To do>
Leave out the pictures and repeat the entries below verbatim.

Entries supplied>
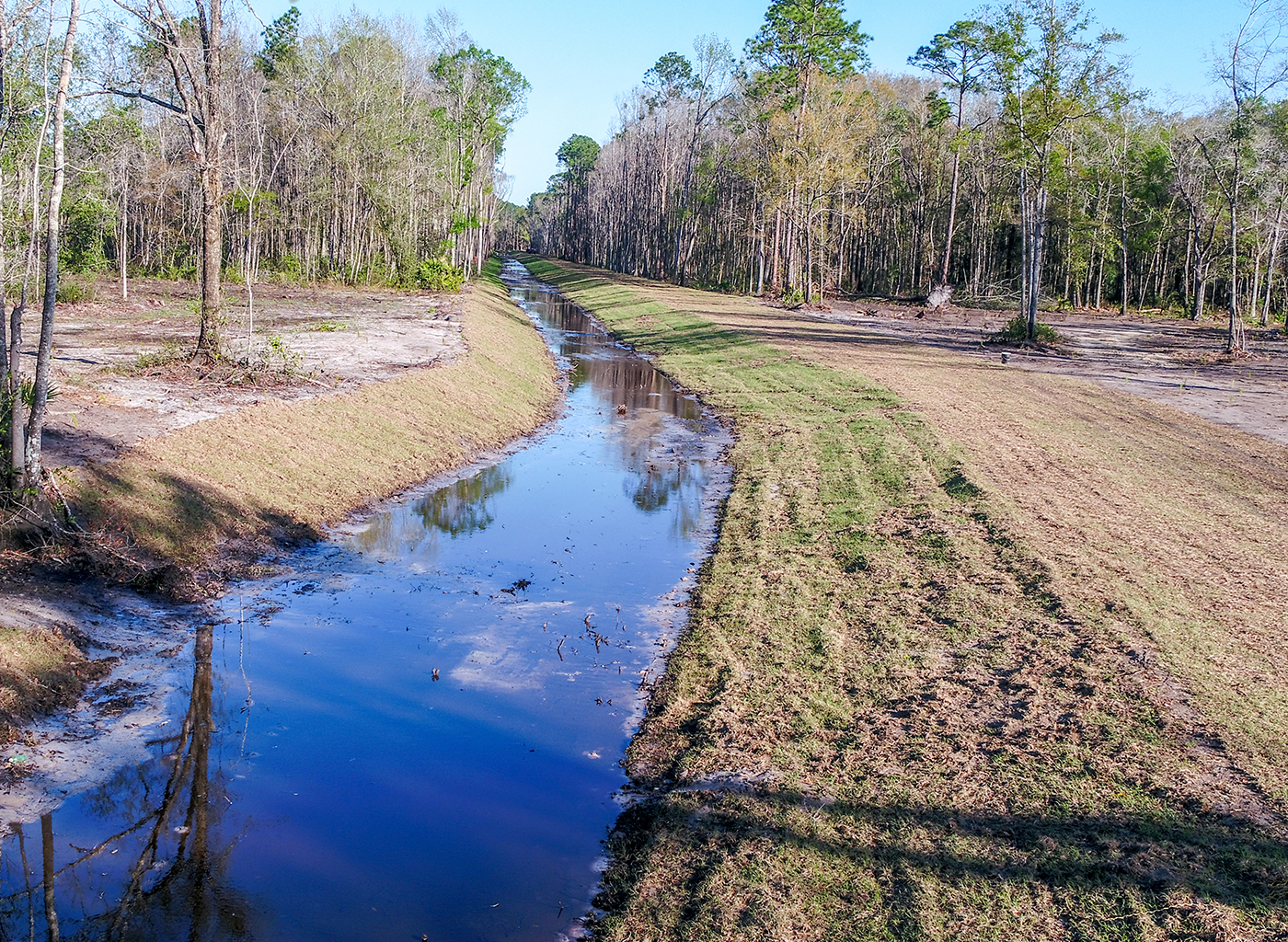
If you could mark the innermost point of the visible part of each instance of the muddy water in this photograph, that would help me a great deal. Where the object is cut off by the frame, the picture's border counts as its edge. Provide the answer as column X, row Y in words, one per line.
column 416, row 730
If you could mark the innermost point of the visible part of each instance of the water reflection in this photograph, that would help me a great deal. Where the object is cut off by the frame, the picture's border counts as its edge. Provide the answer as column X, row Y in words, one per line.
column 464, row 507
column 160, row 874
column 442, row 697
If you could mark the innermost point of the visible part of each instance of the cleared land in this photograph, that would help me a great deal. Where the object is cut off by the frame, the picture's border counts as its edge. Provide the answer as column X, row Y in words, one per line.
column 183, row 499
column 983, row 652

Task result>
If you could mark the innermost point of the visible part of each instance of the muddy water in this photograph, that would help me a great deal. Where the object is cut off by the frame, the picture's border counts as its edge. Provide the answer as column X, row Y in words, one per line.
column 416, row 730
If you could mark the innermost point of the visible part of each instance of the water reflection in this photograph, that would help me a great deal. Where the object is cut off by the frame, the picture's border counts as its edge. Provide the answer as column X, row Y in words, one per line.
column 464, row 507
column 160, row 874
column 442, row 697
If you could mark the innermost point of the visible part of each instance of the cleared land in this photograph, that would help me a great deal. Where the object is cut off by the frame, the picture's border counts as its edge. Provide the answer as column X, row Y in words, one per line.
column 183, row 499
column 983, row 652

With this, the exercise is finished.